• **WHAT YOU HAVE TO DO**
In the records below, find the line containing "Mark the bar", then extract that line and all subsequent lines exactly, leaving out everything else.

• **DATA FOR THIS EXERCISE**
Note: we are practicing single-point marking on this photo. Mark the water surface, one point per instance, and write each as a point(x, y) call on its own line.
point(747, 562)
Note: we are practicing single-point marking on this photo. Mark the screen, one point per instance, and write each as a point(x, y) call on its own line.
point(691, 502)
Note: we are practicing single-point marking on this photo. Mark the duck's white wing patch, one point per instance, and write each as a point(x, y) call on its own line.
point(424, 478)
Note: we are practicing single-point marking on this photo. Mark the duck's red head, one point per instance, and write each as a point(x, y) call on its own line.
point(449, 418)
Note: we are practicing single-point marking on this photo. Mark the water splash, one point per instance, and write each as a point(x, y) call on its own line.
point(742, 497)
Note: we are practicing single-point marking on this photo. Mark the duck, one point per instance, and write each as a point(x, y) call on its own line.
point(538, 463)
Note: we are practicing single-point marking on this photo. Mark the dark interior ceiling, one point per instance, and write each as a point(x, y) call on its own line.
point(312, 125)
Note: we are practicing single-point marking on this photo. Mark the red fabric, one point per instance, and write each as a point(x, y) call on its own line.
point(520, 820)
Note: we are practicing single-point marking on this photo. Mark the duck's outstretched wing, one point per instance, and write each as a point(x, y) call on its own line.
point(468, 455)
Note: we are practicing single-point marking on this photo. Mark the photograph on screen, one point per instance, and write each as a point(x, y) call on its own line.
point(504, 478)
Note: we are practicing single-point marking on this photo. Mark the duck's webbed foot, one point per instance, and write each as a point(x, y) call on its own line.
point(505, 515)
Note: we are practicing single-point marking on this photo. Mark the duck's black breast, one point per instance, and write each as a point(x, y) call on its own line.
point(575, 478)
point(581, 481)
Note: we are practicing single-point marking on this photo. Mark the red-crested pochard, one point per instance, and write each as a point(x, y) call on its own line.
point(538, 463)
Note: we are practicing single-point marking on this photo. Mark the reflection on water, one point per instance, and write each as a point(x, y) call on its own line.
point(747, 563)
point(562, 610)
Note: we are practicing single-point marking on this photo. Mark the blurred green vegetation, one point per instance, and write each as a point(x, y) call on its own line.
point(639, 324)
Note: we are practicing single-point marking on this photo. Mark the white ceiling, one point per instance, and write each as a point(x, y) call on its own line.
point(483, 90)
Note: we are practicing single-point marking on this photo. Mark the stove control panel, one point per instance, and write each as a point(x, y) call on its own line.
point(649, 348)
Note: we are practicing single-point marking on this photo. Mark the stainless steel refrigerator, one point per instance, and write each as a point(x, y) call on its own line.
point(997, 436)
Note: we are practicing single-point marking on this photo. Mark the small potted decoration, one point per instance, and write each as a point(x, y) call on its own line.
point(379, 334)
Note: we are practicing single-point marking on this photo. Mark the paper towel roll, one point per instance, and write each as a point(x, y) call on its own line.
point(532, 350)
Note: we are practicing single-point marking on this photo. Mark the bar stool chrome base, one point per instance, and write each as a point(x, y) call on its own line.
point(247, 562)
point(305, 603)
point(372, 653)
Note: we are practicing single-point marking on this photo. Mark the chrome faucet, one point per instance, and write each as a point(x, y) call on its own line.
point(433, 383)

• **FINISHED EXERCISE**
Note: we are practicing single-point marking on this photo. Mark the bar stool chrome base, one point per instance, and write each as a point(x, y) call on its own line.
point(247, 562)
point(305, 603)
point(372, 653)
Note: we are practicing single-point marking on this photo. Mark the chrome faucet, one point per instance, and write each as a point(x, y) call on its own line.
point(433, 383)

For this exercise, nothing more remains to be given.